#### [Document passage]
--- Begin ---
Similarity module

Similarity module

A similarity (scoring / ranking model) defines how matching documents are scored. Similarity is per field, meaning that via the mapping one can define a different similarity per field.

Similarity is only applicable for text type and keyword type fields.

Configuring a custom similarity is considered an expert feature and the builtin similarities are most likely sufficient as is described in similarity.

Configuring a similarity

Most existing or custom Similarities have configuration options which can be configured via the index settings as shown below. The index options can be provided when creating an index or updating index settings.

  1. PUT /index
  2. {
  3. "settings": {
  4. "index": {
  5. "similarity": {
  6. "my_similarity": {
  7. "type": "DFR",
  8. "basic_model": "g",
  9. "after_effect": "l",
  10. "normalization": "h2",
  11. "normalization.h2.c": "3.0"
  12. }
  13. }
  14. }
  15. }
  16. }

Here we configure the DFR similarity so it can be referenced as my_similarity in mappings as is illustrate in the below example:

  1. PUT /index/_mapping
  2. {
  3. "properties" : {
  4. "title" : { "type" : "text", "similarity" : "my_similarity" }
  5. }
  6. }

Available similarities

BM25 similarity (default)

TF/IDF based similarity that has built-in tf normalization and is supposed to work better for short fields (like names). See Okapi_BM25 for more details. This similarity has the following options:

k1

Controls non-linear term frequency normalization (saturation). The default value is 1.2.

b

Controls to what degree document length normalizes tf values. The default value is 0.75.

discount_overlaps

Determines whether overlap tokens (Tokens with 0 position increment) are ignored when computing norm. By default this is true, meaning overlap tokens do not count when computing norms.

Type name: BM25

DFR similarity

Similarity that implements the divergence from randomness framework. This similarity has the following options:

basic_model

Possible values: g, if, in and ine.

after_effect

Possible values: b and l.

normalization

Possible values: no, h1, h2, h3 and z.

All options but the first option need a normalization value.

Type name: DFR

DFI similarity

Similarity that implements the divergence from independence model. This similarity has the following options:

independence_measure

Possible values standardized, saturated, chisquared.
--- End ---
#### [Objectives]
1. In the similarity module page, rewrite the paragraph beginning "A similarity (scoring / ranking model)" more briefly, keeping its main facts.
2. Reproduce the lines of the entries, starting with the line containing "task: outline the black banner" and going on through the line containing "115L332 134L336 52L312".

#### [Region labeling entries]
--- Begin ---
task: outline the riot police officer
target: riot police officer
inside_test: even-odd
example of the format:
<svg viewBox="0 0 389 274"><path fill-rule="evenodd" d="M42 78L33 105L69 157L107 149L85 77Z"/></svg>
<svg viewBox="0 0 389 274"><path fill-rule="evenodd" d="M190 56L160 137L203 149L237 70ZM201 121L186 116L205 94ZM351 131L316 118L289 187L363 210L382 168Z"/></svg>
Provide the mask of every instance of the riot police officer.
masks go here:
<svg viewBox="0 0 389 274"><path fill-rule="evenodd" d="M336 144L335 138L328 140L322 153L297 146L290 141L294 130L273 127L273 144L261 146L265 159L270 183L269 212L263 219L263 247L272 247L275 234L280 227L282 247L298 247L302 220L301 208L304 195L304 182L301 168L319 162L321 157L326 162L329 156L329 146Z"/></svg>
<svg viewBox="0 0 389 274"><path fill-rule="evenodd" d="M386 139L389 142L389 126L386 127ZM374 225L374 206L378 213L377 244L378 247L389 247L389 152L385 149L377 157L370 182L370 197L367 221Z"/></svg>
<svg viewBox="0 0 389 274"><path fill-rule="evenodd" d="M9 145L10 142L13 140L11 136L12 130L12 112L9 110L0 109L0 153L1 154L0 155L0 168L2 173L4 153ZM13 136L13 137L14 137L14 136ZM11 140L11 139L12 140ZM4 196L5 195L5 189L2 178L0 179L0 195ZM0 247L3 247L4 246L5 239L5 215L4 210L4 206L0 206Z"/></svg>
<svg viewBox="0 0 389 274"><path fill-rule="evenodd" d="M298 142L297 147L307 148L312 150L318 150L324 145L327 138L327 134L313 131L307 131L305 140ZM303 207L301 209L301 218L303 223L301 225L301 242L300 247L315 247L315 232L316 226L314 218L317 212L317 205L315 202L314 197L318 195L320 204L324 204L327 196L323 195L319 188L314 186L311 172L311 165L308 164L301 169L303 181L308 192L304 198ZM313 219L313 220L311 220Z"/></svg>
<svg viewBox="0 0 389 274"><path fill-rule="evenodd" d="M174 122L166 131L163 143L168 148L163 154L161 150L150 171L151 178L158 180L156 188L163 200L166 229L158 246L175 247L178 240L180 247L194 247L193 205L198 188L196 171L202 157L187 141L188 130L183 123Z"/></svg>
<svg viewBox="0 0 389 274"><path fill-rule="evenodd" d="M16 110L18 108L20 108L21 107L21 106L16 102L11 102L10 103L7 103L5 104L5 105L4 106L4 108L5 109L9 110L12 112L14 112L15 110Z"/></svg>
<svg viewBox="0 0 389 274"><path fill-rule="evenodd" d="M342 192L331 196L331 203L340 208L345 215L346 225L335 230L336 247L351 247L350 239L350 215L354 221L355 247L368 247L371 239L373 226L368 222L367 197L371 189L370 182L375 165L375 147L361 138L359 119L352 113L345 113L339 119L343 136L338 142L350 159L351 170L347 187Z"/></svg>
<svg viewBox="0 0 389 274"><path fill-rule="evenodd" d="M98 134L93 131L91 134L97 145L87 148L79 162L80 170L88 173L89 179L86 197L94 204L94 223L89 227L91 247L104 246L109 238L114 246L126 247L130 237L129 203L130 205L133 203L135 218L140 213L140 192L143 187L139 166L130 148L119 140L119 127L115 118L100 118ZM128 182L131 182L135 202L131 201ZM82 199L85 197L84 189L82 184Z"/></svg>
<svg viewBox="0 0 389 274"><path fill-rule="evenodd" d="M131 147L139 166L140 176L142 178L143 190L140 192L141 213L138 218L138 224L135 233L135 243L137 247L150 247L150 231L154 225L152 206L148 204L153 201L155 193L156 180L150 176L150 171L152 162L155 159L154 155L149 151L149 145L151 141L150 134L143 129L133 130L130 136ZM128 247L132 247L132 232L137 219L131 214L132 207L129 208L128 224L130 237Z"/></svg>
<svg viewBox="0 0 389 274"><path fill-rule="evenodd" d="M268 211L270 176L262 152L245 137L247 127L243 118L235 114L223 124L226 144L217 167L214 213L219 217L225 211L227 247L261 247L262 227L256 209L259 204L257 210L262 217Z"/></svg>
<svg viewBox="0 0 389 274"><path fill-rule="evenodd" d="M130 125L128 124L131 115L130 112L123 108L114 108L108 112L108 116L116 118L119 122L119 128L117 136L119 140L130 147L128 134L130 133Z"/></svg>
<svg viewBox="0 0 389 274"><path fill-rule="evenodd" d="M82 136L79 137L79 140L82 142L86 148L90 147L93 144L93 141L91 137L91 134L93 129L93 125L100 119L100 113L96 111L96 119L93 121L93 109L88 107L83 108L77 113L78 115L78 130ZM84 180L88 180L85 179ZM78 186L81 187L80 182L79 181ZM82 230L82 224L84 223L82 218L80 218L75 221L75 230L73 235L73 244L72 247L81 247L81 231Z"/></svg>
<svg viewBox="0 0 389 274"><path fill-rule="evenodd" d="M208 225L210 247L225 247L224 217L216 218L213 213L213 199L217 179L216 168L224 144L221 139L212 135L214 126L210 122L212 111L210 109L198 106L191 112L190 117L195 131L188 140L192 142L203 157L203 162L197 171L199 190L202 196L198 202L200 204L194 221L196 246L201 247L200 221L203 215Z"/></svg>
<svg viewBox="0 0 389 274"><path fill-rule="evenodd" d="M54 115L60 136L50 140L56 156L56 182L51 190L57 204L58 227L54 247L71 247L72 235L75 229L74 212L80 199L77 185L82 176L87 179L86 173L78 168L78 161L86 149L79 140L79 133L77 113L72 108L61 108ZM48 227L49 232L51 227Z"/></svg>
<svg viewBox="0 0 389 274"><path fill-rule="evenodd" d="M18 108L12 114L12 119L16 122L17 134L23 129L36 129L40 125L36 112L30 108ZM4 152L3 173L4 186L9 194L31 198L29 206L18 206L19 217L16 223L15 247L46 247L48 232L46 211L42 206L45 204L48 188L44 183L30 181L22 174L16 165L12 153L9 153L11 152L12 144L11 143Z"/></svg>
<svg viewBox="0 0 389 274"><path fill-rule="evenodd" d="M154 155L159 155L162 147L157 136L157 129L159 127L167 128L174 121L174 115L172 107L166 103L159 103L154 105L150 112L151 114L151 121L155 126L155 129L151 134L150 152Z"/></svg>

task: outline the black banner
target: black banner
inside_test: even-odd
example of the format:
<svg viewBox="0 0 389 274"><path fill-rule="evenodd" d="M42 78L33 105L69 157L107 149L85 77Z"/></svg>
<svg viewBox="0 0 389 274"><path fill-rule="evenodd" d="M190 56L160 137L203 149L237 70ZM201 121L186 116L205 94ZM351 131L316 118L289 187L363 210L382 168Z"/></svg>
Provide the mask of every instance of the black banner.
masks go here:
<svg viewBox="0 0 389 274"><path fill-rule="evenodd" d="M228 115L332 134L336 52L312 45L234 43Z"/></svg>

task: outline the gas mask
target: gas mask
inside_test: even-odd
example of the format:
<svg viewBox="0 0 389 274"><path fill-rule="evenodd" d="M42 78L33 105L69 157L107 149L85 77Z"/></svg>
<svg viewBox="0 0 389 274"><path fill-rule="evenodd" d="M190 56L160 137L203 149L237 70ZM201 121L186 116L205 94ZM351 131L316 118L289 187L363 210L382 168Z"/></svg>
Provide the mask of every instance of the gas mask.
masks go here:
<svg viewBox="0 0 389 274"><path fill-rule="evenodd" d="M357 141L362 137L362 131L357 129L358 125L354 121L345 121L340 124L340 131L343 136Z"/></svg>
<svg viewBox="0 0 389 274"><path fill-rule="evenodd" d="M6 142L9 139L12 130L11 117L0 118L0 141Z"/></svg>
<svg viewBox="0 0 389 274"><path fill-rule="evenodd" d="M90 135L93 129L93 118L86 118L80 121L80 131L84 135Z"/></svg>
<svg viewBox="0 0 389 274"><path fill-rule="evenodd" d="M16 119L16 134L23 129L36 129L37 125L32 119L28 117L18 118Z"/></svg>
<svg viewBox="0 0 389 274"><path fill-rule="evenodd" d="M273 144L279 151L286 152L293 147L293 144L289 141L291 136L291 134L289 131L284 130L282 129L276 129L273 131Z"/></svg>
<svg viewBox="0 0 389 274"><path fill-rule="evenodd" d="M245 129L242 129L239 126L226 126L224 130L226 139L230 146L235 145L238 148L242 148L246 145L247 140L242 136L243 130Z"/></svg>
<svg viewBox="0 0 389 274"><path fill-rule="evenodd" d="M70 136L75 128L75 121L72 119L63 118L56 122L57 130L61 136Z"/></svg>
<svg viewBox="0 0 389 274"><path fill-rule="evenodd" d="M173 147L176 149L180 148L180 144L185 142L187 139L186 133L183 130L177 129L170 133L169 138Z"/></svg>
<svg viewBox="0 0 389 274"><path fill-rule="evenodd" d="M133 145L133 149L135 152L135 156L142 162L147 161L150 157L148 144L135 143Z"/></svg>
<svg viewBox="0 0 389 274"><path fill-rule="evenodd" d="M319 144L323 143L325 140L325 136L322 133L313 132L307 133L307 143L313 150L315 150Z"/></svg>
--- End ---
#### [Answers per task]
1. A similarity, or scoring/ranking model, determines how matching documents are scored. It applies per field, so the mapping can give each field a different similarity.

2.
task: outline the black banner
target: black banner
inside_test: even-odd
example of the format:
<svg viewBox="0 0 389 274"><path fill-rule="evenodd" d="M42 78L33 105L69 157L107 149L85 77Z"/></svg>
<svg viewBox="0 0 389 274"><path fill-rule="evenodd" d="M190 56L160 137L203 149L237 70ZM201 121L186 116L205 94ZM351 131L316 118L289 187L363 210L382 168Z"/></svg>
Provide the mask of every instance of the black banner.
masks go here:
<svg viewBox="0 0 389 274"><path fill-rule="evenodd" d="M228 115L332 134L336 52L312 45L234 43Z"/></svg>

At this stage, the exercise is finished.